[Records supplied — start]

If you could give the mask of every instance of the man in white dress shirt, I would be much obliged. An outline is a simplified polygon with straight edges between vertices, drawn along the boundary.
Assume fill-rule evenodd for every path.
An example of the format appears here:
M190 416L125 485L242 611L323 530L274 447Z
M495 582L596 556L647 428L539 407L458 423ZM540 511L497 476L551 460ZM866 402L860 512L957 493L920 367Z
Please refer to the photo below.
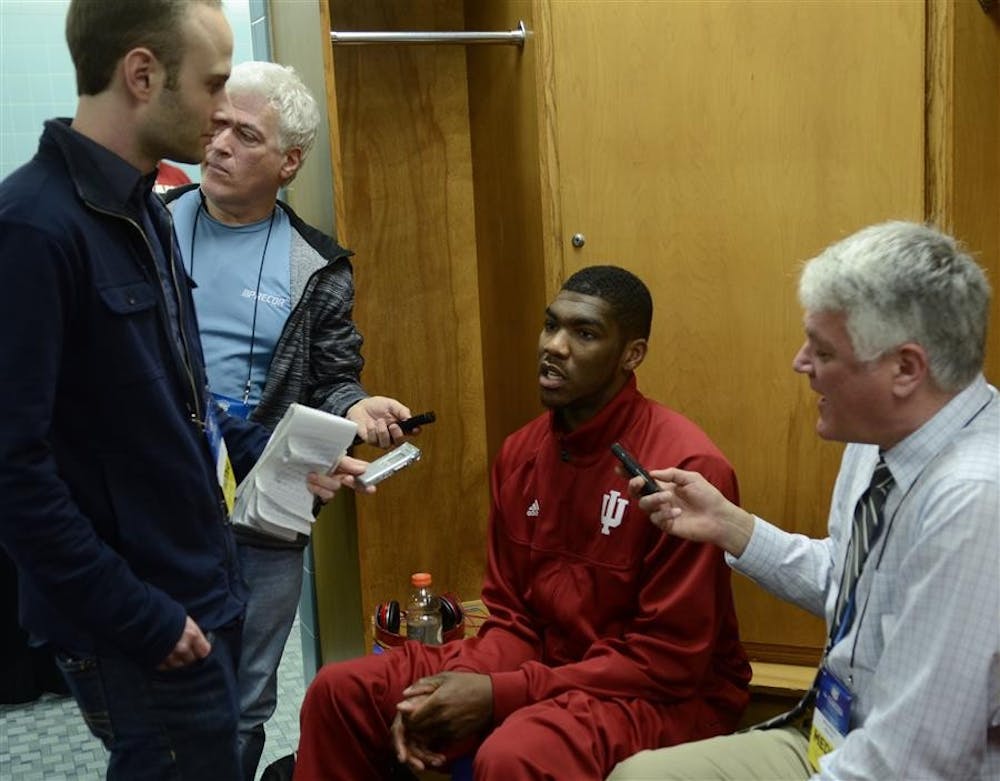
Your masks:
M820 396L819 435L848 443L829 536L782 531L676 469L653 471L662 490L641 506L826 618L815 707L798 723L642 752L609 779L1000 778L989 284L950 237L892 222L810 261L799 299L806 341L794 369Z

[Records supplied — finish]

[What to do] Copy out each line of the records where the string "every" appears.

[Answer to this task]
If you could give the mask of every instance of the man in white dress shirt, I would be much obliged. An outline is a simplified polygon with straight edges between vertices, drawn along the boundary.
Assume fill-rule evenodd for every path.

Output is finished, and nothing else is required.